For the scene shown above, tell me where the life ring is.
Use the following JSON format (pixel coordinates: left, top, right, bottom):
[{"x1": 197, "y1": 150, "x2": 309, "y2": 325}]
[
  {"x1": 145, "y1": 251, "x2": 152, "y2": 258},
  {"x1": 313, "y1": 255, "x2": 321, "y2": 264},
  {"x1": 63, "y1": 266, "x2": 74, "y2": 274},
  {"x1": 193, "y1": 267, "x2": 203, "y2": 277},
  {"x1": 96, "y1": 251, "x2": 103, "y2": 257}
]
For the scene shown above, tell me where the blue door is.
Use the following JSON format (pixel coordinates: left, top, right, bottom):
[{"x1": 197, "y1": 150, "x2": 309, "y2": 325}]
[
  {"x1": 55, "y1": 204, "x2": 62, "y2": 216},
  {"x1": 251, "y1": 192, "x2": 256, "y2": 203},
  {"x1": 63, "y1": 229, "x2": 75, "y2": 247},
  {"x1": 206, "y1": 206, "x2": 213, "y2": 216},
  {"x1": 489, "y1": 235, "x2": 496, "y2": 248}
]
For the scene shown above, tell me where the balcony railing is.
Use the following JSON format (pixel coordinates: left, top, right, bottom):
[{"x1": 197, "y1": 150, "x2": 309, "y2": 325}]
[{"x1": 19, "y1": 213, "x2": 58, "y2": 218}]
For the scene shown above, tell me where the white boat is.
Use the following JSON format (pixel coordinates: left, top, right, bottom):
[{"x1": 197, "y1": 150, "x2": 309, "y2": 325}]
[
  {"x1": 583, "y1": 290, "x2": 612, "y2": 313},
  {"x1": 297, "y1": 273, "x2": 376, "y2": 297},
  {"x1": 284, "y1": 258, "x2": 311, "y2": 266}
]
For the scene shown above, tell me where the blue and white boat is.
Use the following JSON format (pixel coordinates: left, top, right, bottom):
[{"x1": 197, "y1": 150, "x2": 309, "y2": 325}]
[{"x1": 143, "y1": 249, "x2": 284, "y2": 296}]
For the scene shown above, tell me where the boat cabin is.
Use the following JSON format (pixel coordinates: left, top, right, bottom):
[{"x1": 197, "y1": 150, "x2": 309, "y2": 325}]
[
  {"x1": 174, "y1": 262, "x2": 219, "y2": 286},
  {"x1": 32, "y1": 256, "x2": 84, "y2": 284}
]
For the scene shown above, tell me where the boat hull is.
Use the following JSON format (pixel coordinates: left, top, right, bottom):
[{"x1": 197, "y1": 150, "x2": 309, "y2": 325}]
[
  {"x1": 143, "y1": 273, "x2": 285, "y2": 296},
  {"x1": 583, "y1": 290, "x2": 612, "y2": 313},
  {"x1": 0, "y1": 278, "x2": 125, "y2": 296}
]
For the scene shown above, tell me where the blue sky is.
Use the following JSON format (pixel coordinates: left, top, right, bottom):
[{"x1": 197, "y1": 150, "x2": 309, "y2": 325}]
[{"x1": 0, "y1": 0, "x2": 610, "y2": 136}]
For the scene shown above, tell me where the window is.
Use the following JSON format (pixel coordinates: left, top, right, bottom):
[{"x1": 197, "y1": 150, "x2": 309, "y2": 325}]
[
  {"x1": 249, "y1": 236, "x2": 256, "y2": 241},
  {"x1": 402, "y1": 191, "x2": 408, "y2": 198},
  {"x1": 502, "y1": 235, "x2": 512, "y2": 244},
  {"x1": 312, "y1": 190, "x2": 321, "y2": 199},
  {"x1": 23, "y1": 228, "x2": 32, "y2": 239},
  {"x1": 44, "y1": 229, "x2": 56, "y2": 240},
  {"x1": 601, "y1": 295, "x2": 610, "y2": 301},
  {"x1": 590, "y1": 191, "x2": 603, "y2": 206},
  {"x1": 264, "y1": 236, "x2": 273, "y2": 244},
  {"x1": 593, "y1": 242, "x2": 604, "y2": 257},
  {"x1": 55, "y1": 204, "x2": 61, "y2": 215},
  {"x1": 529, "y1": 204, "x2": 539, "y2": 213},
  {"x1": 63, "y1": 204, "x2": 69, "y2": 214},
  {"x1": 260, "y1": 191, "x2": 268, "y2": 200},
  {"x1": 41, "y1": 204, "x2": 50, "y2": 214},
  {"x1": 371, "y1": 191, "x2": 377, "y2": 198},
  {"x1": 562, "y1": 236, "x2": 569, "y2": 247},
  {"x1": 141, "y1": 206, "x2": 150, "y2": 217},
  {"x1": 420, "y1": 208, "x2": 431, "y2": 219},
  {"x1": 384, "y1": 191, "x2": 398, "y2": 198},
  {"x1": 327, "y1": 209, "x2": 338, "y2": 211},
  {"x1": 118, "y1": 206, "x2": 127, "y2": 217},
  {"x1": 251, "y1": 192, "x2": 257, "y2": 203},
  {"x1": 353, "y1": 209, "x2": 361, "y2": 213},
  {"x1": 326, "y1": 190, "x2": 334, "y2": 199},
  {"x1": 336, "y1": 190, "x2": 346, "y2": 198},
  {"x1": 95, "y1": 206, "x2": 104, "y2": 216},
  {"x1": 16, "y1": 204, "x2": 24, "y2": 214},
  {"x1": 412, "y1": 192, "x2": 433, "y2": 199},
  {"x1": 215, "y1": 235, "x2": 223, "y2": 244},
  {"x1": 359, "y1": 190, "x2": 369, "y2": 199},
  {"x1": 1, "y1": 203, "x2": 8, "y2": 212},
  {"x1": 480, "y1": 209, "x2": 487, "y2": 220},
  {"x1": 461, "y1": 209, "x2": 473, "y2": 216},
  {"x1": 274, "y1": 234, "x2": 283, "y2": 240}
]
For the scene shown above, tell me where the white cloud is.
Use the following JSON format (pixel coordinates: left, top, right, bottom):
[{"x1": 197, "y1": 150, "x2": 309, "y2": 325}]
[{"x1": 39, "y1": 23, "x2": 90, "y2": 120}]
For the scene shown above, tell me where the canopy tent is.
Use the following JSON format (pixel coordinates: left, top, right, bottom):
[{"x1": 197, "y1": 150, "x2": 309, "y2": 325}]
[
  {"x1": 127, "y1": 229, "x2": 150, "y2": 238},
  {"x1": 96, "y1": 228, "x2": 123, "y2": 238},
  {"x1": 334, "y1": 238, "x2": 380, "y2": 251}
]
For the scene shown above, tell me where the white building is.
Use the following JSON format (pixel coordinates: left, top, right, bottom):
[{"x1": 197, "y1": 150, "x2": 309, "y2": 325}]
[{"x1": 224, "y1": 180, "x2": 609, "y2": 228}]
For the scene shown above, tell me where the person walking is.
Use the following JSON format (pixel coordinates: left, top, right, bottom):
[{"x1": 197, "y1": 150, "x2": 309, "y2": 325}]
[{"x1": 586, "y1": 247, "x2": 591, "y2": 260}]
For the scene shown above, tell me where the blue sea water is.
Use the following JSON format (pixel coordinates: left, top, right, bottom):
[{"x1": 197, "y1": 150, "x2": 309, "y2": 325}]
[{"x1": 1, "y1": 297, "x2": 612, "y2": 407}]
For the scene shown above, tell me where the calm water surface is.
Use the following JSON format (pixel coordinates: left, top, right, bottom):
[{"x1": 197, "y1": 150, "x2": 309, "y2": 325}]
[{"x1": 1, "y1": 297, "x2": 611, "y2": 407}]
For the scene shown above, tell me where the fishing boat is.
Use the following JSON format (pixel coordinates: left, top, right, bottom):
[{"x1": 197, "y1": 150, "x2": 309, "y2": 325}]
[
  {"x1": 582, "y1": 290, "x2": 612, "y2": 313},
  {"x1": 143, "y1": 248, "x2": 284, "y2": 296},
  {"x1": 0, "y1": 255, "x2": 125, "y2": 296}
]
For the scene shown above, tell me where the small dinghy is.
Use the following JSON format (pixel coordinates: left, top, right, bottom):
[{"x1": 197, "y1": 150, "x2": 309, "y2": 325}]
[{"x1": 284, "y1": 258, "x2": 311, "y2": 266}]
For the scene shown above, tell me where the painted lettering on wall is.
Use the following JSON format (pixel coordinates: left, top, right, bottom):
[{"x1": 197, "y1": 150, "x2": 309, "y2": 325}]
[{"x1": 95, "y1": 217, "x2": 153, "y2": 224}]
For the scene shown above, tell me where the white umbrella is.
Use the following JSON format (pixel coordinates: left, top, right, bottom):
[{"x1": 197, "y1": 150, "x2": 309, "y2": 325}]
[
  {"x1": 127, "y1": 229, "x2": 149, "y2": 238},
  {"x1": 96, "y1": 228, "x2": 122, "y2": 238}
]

☆ ☆ ☆

# WORK TO BE COMPLETED
If a line in the listing holds the word "blue", copy it out.

# REPLY
For the scene shown above, tell me where the blue door is.
For the scene shown above, tell me where the blue and white boat is.
For the scene shown above, tell me where the blue sky is.
For the scene shown above, tell me where the blue sea water is.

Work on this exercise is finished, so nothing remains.